# [WORK REQUIRED]
Repeat the listing in full, preserving every character.

# [INFORMATION GIVEN]

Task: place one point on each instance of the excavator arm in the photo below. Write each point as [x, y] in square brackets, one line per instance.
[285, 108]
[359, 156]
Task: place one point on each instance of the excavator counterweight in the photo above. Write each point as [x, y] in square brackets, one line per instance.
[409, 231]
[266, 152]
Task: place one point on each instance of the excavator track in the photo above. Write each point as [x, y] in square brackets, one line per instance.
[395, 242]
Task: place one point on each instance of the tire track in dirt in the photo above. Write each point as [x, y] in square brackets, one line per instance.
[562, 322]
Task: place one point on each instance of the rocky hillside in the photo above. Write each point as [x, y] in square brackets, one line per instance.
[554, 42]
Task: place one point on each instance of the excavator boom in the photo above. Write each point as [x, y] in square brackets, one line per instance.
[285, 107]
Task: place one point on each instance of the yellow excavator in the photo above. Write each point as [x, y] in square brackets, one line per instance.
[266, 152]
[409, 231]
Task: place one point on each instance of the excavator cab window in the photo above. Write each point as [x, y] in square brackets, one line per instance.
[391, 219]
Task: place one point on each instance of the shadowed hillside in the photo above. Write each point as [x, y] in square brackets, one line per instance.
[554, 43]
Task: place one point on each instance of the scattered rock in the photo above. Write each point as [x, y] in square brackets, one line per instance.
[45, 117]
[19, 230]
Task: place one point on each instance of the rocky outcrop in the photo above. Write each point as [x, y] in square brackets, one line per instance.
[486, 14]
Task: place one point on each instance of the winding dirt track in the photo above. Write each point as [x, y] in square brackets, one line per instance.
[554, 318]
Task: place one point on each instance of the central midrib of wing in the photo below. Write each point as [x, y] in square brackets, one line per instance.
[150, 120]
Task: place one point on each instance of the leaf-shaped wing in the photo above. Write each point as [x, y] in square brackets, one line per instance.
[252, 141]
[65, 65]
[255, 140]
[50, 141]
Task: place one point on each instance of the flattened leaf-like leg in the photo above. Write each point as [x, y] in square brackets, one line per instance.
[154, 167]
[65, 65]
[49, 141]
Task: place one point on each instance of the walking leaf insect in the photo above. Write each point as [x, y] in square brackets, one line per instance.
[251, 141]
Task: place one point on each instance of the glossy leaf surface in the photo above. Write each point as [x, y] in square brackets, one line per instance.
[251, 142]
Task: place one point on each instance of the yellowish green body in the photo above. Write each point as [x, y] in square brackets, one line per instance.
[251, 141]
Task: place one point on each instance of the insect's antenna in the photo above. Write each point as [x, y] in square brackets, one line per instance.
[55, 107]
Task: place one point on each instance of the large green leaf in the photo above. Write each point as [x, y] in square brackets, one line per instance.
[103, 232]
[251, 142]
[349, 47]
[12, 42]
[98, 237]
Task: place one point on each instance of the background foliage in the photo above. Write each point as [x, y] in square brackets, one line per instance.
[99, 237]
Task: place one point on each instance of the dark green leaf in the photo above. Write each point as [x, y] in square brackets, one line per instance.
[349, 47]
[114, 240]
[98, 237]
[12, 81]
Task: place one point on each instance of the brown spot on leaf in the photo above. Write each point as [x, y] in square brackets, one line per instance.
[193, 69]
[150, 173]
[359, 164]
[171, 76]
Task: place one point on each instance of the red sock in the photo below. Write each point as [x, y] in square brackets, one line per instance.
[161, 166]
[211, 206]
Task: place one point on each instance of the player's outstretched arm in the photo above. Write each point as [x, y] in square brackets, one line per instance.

# [SOLUTION TO THIS PROBLEM]
Task: place one point on each instance of the excavator arm in the photo below. Write each point as [x, y] in square brackets, one line per instance.
[285, 108]
[359, 156]
Task: place one point on each instance of the excavator counterweight in the photo above. Write each point as [x, y] in square brackets, one line per instance.
[409, 231]
[266, 152]
Task: place one point on each instance of the excavator track in the photo above. Write each point as [x, y] in square brackets, one line per instance.
[395, 242]
Task: place one point on each instance of the tire track in dirt in the photo above. Write each point as [x, y] in square brackets, one line per instance.
[562, 322]
Task: place one point on each instance of the rocky hillside in the photo above. Write each point as [x, y] in square brackets, one line per instance.
[554, 42]
Task: place one point on each instance of the excavator boom in the photo above. Write each point as [x, y] in square brackets, one line per instance.
[285, 107]
Task: place one point on each instance of the yellow excavator in the photo above. Write each point as [x, y] in square brackets, one line per instance.
[266, 152]
[409, 231]
Task: place one point on each instance of the excavator cab window in the photo above. Write each point as [x, y] in square brackets, one line per instance.
[391, 219]
Task: place one point on each instance of the shadowed hillside in the photo above. Write each point as [x, y] in square brackets, one line per instance.
[554, 43]
Task: place one point on each instance of the scattered rock in the photo above. Write each point as [x, y] in square brackets, one line per instance.
[45, 117]
[19, 230]
Task: place one point on each instance of the rocky outcrop in the photo above. Write each point as [x, y] in square brackets, one line per instance.
[486, 14]
Task: place one point on each instance of the winding dirt track in the photo above. Write each point as [x, y] in square brackets, one line per instance.
[554, 318]
Task: place one point on each instance of the central midrib of wing in the photo below. Write each point as [x, y] in square brackets, one line per instance.
[150, 120]
Task: place one point on each instance of the leaf-shaped wing in the photo above. Write each point as [x, y] in square brackets, one line per instance.
[252, 141]
[65, 65]
[255, 140]
[50, 141]
Task: place one point on each instance of the flattened leaf-like leg in the photo above. Write each point as [x, y] in square brackets, one line per instance.
[154, 167]
[65, 65]
[49, 141]
Task: place one point on each instance of the walking leaf insect in the photo above. Write each point as [x, y] in square brackets, one line per instance.
[251, 141]
Task: place one point on each instance of the glossy leaf surface in the photo above. Write each point as [x, y] in square brackets, one line per instance.
[251, 142]
Task: place one point on each instance of the yellowish green body in the photo above. Write each point as [x, y] in square brackets, one line per instance.
[251, 141]
Task: place one point on each instance of the insect's antenna in the photo above. Write each point as [x, y] in square brackets, one line per instance.
[55, 107]
Task: place one point on each instance of the large green leaf in the photo above. Write each point as [x, y] in square brackets, one line per instance.
[103, 232]
[251, 142]
[349, 47]
[12, 42]
[98, 237]
Task: place one point on each instance of the background foliage in the photo above. Write each point as [x, y] in square brackets, one line per instance.
[99, 237]
Task: place one point on each instance of the dark green leaf in the photo above. Write each point as [x, y] in square brackets, one line per instance.
[349, 47]
[114, 240]
[98, 237]
[12, 81]
Task: place one point on each instance of the brown spot on leaf in the photo above. Write each point as [x, y] in square brackets, one line per instance.
[193, 69]
[150, 173]
[359, 164]
[171, 76]
Task: place one point on each instance of the red sock in the photo below. Write each point as [x, y] in square brackets, one line per instance.
[161, 166]
[211, 206]
Task: place one point on each instance of the player's outstretched arm in the photo above. Write each point as [x, y] in square brackets, one line per instance.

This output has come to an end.